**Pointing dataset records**
......
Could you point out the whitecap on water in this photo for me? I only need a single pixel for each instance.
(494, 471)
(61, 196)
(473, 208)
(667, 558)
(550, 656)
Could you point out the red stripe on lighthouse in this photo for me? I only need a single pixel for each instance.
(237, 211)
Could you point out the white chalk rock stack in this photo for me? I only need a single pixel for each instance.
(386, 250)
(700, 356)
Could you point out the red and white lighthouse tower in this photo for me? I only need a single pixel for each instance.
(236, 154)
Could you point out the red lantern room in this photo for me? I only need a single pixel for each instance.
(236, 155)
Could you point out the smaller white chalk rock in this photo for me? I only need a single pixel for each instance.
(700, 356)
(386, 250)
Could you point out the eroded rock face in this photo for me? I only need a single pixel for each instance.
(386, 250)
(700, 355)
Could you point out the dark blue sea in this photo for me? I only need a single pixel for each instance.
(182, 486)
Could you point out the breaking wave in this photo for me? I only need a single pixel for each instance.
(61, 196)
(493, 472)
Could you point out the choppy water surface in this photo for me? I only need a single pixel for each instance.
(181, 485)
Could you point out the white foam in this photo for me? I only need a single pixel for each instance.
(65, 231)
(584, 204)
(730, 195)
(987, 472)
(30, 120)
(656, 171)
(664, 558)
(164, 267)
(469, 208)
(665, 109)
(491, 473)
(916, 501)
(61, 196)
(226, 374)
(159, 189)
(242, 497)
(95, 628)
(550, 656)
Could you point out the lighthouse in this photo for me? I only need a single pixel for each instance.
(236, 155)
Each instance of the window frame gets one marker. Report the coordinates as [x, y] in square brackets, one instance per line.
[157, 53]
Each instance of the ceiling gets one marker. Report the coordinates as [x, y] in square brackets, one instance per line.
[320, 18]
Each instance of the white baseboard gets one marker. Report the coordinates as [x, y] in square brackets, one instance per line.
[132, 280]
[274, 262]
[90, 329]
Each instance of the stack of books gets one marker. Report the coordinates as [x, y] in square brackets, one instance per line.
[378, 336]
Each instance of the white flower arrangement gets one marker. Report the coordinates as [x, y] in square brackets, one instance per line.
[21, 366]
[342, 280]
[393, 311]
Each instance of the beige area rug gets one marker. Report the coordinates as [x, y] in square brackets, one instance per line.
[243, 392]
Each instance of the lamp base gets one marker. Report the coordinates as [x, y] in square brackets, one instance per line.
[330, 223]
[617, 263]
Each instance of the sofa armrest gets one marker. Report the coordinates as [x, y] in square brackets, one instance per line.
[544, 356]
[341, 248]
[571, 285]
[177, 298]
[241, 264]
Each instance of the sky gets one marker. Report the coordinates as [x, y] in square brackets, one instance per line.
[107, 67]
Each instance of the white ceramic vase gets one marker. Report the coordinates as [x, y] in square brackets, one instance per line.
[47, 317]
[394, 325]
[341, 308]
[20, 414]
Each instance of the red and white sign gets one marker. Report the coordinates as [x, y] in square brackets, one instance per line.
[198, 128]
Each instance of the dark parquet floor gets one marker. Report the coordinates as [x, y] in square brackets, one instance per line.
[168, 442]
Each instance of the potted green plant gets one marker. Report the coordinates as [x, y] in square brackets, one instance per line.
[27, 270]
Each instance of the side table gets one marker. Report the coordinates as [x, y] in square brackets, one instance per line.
......
**What you are asked to do**
Copy all of the data. Keep every word exactly as it is.

**Answer below**
Could you point out the whitecap on water in this photo for me? I only need a single pixel for each instance.
(494, 471)
(61, 196)
(473, 208)
(667, 558)
(550, 656)
Could you point out the red stripe on lighthouse in this photo for me? I only need a single pixel for each instance.
(237, 211)
Could you point out the white chalk rock stack in this photo for me? I only need a single pixel for each instance.
(386, 250)
(700, 356)
Could you point out the red and white lighthouse tower in this photo for me? I only need a single pixel for each instance.
(236, 154)
Could you point out the red lantern room in this photo for me? I only need a single pixel for each instance.
(236, 155)
Could you point out the smaller white chalk rock in this photo for me? I only need a single pixel for each instance.
(700, 356)
(386, 250)
Could you point out the eroded rock face in this photo for me? I only need a single pixel for each instance.
(386, 250)
(700, 355)
Could you point out the dark blue sea in this photo for me? I only need a single pixel for each instance.
(182, 486)
Could you point out the breaking wave in this photo for me? I only need a single pixel for each instance.
(61, 196)
(493, 472)
Could you point out the choppy water surface in this photo for me? I only need a single pixel for each instance.
(181, 485)
Could you point out the white foam in this photo for me? I only need a single pixel for each instance.
(65, 231)
(584, 204)
(730, 195)
(987, 472)
(30, 120)
(656, 171)
(664, 558)
(164, 267)
(469, 208)
(665, 109)
(491, 473)
(916, 501)
(61, 196)
(226, 374)
(159, 189)
(242, 497)
(95, 628)
(550, 656)
Could you point out the lighthouse in this photo for me? I only need a single pixel for each instance.
(236, 155)
Each instance of the window frame gets one marker. Report the coordinates as [x, y] in square brackets, one instance per line.
[157, 53]
Each instance of the ceiling gets one marker. Report the coordinates as [x, y] in square brackets, one instance per line.
[320, 18]
Each instance of the white baseboard gets one marker. Report the coordinates as [x, y] in square brackets, one instance per line.
[132, 280]
[274, 262]
[90, 329]
Each instance of the stack of books gets one marker. Report the coordinates as [x, y] in square brackets, one instance per line.
[378, 336]
Each instance of the white flower arrangement gets one marker. Report the coordinates as [x, y] in square brackets, one instance per line.
[21, 366]
[342, 280]
[393, 311]
Each instance of the beige area rug gets one marker. Report the coordinates as [x, y] in square brackets, one instance per line.
[243, 392]
Each instance of the lamp base gets one marker. Report the coordinates as [x, y] in square brackets, one instance per line.
[330, 223]
[617, 263]
Each instance of the sofa armrest gets one marker. Report the coordinates as [x, y] in square brackets, one instance per line.
[544, 356]
[341, 248]
[571, 285]
[177, 298]
[241, 264]
Each instance of the sky gets one marker. Report the coordinates as [x, y] in square brackets, one instance per line.
[107, 67]
Each instance of the white ceramic vase gets one marker. Report the coordinates as [x, y] in square brackets, one instance per line.
[47, 317]
[394, 325]
[341, 308]
[20, 414]
Each instance of the red and white sign gets one marker. Report the coordinates as [x, y] in square brackets, one instance per line.
[198, 128]
Each instance of the dark parquet floor gets one marker. Report the coordinates as [x, y] in square brackets, one instance per line.
[168, 442]
Each instance of the potted green plant gets one marker. Report the coordinates as [x, y] in square brackets, one instance per line.
[27, 270]
Each instance of the side table gets one marker. Report the coordinates as [x, y] in square brackets, one instance per line.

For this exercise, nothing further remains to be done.